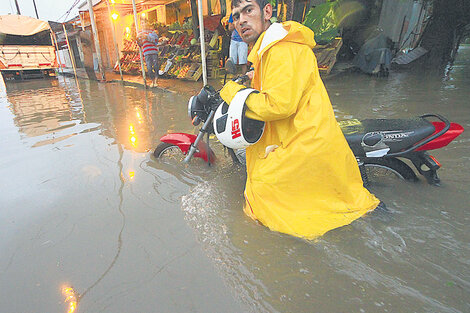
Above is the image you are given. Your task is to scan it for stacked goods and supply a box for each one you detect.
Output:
[177,63,191,78]
[115,40,141,74]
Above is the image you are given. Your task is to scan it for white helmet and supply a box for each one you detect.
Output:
[214,88,265,149]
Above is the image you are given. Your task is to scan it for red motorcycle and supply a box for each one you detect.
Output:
[153,82,464,186]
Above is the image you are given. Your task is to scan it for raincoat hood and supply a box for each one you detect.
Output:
[248,21,316,64]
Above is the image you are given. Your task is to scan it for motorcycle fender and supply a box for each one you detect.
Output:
[160,133,215,163]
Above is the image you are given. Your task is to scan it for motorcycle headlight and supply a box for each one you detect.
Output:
[188,96,207,126]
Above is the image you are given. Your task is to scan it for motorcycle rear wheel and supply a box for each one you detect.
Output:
[153,142,185,162]
[364,158,418,185]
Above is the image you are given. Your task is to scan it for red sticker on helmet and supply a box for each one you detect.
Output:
[232,119,242,139]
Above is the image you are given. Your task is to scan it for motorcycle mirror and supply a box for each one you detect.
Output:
[225,59,237,74]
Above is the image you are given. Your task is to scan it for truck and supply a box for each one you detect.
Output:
[0,15,58,81]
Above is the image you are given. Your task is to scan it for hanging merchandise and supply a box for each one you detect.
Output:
[303,1,339,45]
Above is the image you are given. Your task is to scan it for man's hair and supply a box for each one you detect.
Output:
[232,0,271,12]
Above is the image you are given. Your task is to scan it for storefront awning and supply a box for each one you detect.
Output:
[0,15,50,36]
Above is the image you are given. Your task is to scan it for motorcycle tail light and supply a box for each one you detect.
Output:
[429,155,442,168]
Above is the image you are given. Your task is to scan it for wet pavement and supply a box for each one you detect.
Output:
[0,46,470,312]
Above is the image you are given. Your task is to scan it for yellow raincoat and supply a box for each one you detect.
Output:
[221,22,379,239]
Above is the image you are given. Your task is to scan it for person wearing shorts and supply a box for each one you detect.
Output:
[228,14,248,74]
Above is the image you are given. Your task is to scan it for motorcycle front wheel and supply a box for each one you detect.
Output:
[153,142,185,162]
[364,158,418,185]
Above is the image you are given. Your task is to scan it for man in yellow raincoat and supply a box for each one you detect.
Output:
[220,0,379,239]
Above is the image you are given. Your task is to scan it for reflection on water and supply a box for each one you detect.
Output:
[0,46,470,312]
[62,286,78,313]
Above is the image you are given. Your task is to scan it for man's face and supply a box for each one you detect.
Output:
[232,0,272,44]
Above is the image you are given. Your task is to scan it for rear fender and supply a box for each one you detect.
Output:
[160,133,215,163]
[416,122,464,151]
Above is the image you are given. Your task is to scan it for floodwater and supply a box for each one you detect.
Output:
[0,46,470,313]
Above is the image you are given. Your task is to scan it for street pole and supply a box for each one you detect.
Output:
[196,0,207,86]
[51,30,65,75]
[62,24,78,79]
[132,0,147,88]
[106,1,124,81]
[15,0,21,15]
[33,0,39,20]
[87,0,106,81]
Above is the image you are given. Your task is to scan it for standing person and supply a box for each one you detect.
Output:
[228,14,248,73]
[137,26,159,87]
[220,0,379,239]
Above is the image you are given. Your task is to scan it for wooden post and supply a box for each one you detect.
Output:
[106,1,124,81]
[87,0,106,81]
[196,0,207,86]
[132,0,147,88]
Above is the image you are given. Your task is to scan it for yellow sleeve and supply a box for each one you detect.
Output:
[246,43,315,121]
[220,80,245,104]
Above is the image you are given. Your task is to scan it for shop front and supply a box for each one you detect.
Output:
[80,0,230,80]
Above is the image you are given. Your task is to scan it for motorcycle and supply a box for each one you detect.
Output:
[153,75,464,187]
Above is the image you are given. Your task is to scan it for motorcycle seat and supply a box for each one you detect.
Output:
[339,117,435,157]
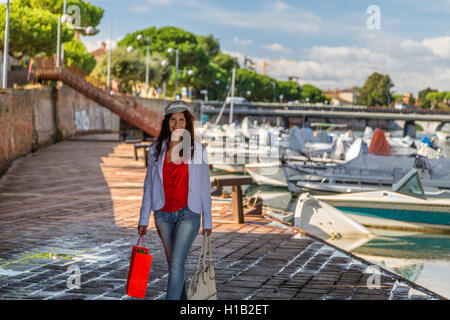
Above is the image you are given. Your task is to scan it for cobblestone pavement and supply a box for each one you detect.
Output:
[0,138,442,300]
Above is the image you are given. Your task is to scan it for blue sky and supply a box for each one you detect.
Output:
[76,0,450,95]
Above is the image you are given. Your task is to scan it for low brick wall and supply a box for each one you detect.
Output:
[0,86,120,174]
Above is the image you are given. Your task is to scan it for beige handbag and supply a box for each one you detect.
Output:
[187,235,217,300]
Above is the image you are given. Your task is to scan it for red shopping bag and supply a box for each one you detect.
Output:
[127,235,152,298]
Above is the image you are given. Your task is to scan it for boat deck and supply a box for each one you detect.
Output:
[0,136,444,300]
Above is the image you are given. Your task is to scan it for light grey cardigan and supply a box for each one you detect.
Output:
[139,139,212,229]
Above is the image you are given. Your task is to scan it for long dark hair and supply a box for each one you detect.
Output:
[155,110,194,162]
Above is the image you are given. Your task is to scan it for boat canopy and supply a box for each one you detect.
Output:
[392,169,426,199]
[368,128,391,156]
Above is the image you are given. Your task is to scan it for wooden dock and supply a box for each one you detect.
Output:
[0,137,444,300]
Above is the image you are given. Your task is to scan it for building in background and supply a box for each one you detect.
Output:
[323,89,358,106]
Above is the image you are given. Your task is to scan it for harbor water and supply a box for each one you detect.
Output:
[232,132,450,299]
[244,185,450,299]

* * *

**WHAT THE TASK REQUIRES:** Update all the records above by changing "scan it for" to "search it for" and leaving everything else unchanged. Rewrite them without the pictures.

**RESULT:**
Above is the image you are given. Your task is to search it for stacked goods and supply a box for each one you detect.
Output:
[177,63,191,78]
[115,40,141,74]
Above is the image you are given. Your task is to search it for white helmet and supply a box for each one you detect.
Output:
[214,88,265,149]
Above is the image you are given. Your task is to search it for red motorcycle and supply a box for each one you detect.
Output:
[153,82,464,186]
Above is the image you are given. Your task is to search it for raincoat hood and supply a box for each one you detect.
Output:
[248,21,316,64]
Above is the image you are given. Your task is to search it for motorcycle fender and supply a box for each one you detect.
Output:
[160,133,215,163]
Above is the image you are given. Your task is to search it for motorcycle headlight and supply a box for each one you detect.
Output:
[188,96,207,126]
Above is the image you are given. Your task is to search it for motorcycle rear wheel and supply a box for each one you detect.
Output:
[153,142,185,162]
[364,158,418,185]
Above is the image you are given. Your task is to search it for red sticker on helmet and supply a box for each one you detect.
Output:
[232,119,242,139]
Above is the image you are given. Your task is to search it for motorcycle mirror and supply a box for each one you detect.
Output:
[225,59,237,74]
Above is the image you are given. Your task is to search it for truck and supply a box for each one you detect.
Output:
[0,15,58,81]
Above is the image you are given. Your task is to search it for hanging merchandise and supply a box for each one you detect.
Output:
[303,1,339,45]
Above is the image you are given. Your task is to search it for man's hair and supply a box for each one you detect.
Output:
[232,0,271,12]
Above is the image you are given. Your task is to search it for storefront awning and supply a box for each one you detect.
Output:
[0,15,50,36]
Above is the image you are given. Your task is to search it for motorcycle tail light and supply a box for each one you detect.
Output:
[429,155,442,168]
Above is the image you are given. Your task is to search it for wet pavement and supply a box for each one you detect.
Output:
[0,46,470,312]
Above is the image you are given. Your task is to search it for yellow raincoat and supply a box for each one you detect.
Output:
[221,22,379,239]
Above is the image you are given. Your task is to search it for person wearing shorts and supply a box for each one you detect.
Output:
[228,14,248,74]
Above is the image you are given. Your task is to search it for motorcycle front wheel and supply a box for each one you detect.
Output:
[153,142,185,162]
[364,158,418,185]
Above is the image you are given. Your task is to search it for man in yellow raincoat and supply a box for each one you detect.
Output:
[220,0,379,239]
Above is the image you are given. Your task is to search it for reflection on water and supply a box for each one you detect.
Output:
[0,46,470,312]
[62,286,78,313]
Above is the image you are given. Your task is to search it for man's face and supply a box for each one you detect.
Output:
[232,0,272,44]
Above is the image you are given. Your task is to search it for rear fender and supply a box for each one you detect.
Output:
[160,133,215,163]
[416,122,464,151]
Above is the image you are given. Your task is to search it for floodwater and supply a box for each one you detect.
Output:
[0,46,470,313]
Above is the image you are given. Your task is to search it for street pole and supply a box for each one you detect.
Output:
[196,0,207,86]
[51,30,65,75]
[62,24,78,79]
[132,0,147,88]
[106,1,124,81]
[15,0,21,15]
[33,0,39,20]
[87,0,106,81]
Above is the image you are given. Your task is to search it for standing person and supply a box for each one you detect.
Output:
[228,14,248,73]
[137,26,159,87]
[220,0,379,239]
Above is the image you are given. Your task is to search it for wooden post and supply a box for each one you detect.
Output:
[106,1,124,81]
[87,0,106,81]
[196,0,207,86]
[132,0,147,88]
Above is the image you are given. Your task is to search it for yellow sleeve and supply a box for each one you detect.
Output:
[246,43,315,121]
[220,80,245,104]
Above is the image you are given. Your task is to search it for shop front and supply a box for each one you detect.
Output:
[80,0,230,80]
Above is the image you are given. Your task is to search it for motorcycle and supply a box for each one you detect.
Output:
[153,75,464,187]
Above is the image you are given. Your task is to search it for motorcycle seat and supply a box for each one you detect.
Output:
[339,117,435,157]
Above is the image you are given. Your task is to search it for cobblestone pavement and supply a box for each one you detect.
Output:
[0,138,442,300]
Above is the image you are given. Your task is to search it for blue sky and supply a box for each one you detect.
Output:
[76,0,450,95]
Above is the image you are given. Your task is to search it for low brick wall and supply a box for each one you detect.
Output:
[0,86,120,174]
Above is the image you are given. Your task is to search it for beige handbag and supply a box for each one you detect.
Output:
[187,235,217,300]
Above is the image you are given. Your task is to search it for red shopping bag and supply a box for each one you detect.
Output:
[127,235,152,298]
Above is the image you are given. Your task is to search it for boat deck and supply a box for each one you detect.
Output:
[0,136,444,300]
Above is the image you are given. Your task is to search it for light grey cardigan and supply a box for each one you detect.
Output:
[139,139,212,229]
Above is the image you are given. Your task is to search it for long dark hair and supply a box for each one you detect.
Output:
[155,110,194,162]
Above is the image you are given. Your task is to search it for boat canopy and supply a box for each one you detect.
Output:
[392,169,426,199]
[368,128,391,156]
Above is the image you are given. Your task is to search it for wooden dock and supply a box for each one you detect.
Output:
[0,137,444,300]
Above is the image you are given. Your task is to search it for building in background and supply a box for each one you detect.
Output:
[323,89,358,106]
Above is the image you are given. Your task is to search it for harbor water and supply a box for each one you detect.
Output:
[232,132,450,299]
[244,185,450,299]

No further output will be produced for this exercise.